» EXERCISE PASSAGE
..............................

In a televised speech Thursday at the White House, Obama said it's "up to Republicans in the House to decide whether reform becomes a reality or not ... It doesn't get easier to just put it off. Let's do it now. Let's not delay. Let's get this done, and let's do it in a bipartisan fashion." He rattled off the broad coalition behind comprehensive reform, which includes business, labor, evangelicals, Democrats "and many Republicans."
Speaker John Boehner (R-OH) didn't respond to Obama's remarks. He has deferred to Judiciary Chairman Bob Goodlatte (R-VA), who questioned the president's sincerity and repeatedly compared the Senate-passed bill to Obamacare -- the ultimate conservative insult.

..............................

» THE DATA
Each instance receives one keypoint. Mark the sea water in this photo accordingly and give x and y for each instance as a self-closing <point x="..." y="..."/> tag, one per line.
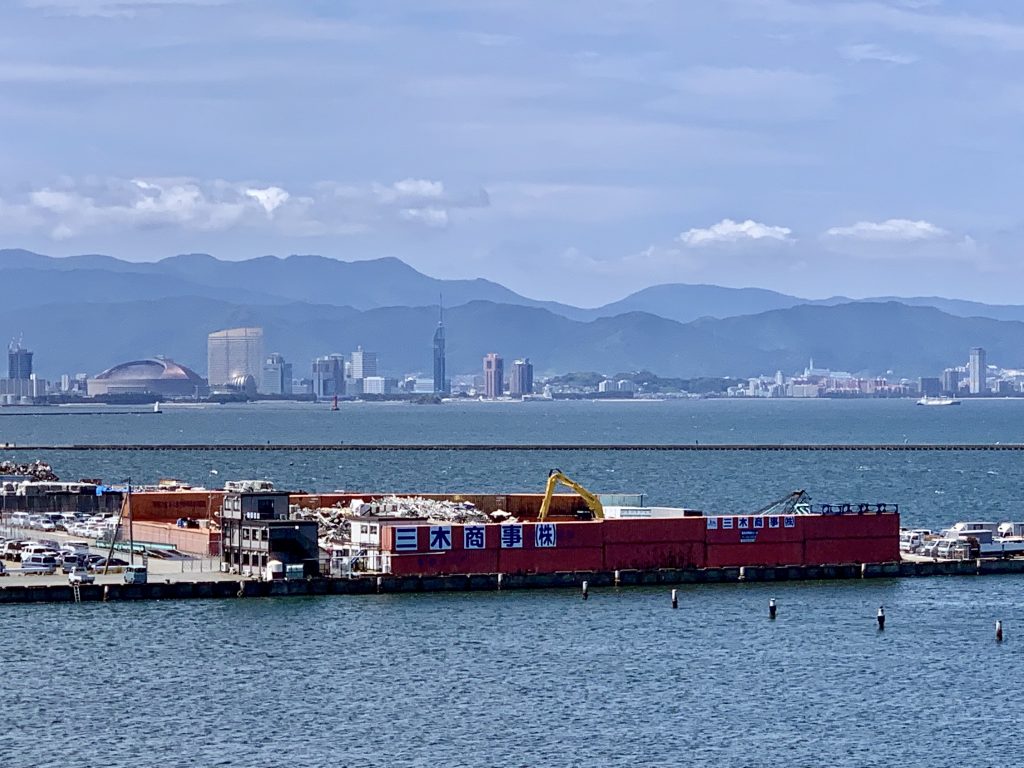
<point x="529" y="679"/>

..............................

» ACTIVITY 1
In the passage about Obama's reform speech, to whom has Speaker John Boehner deferred?
» ACTIVITY 2
Starting at "In a televised" and ending at "ultimate conservative insult.", rewrite that part of the passage about Obama's reform speech, switching "sincerity" to "commitment".
Answer using only the passage about Obama's reform speech.

» ANSWER AREA 1
Judiciary Chairman Bob Goodlatte (R-VA)

» ANSWER AREA 2
In a televised speech Thursday at the White House, Obama said it's "up to Republicans in the House to decide whether reform becomes a reality or not ... It doesn't get easier to just put it off. Let's do it now. Let's not delay. Let's get this done, and let's do it in a bipartisan fashion." He rattled off the broad coalition behind comprehensive reform, which includes business, labor, evangelicals, Democrats "and many Republicans."
Speaker John Boehner (R-OH) didn't respond to Obama's remarks. He has deferred to Judiciary Chairman Bob Goodlatte (R-VA), who questioned the president's commitment and repeatedly compared the Senate-passed bill to Obamacare -- the ultimate conservative insult.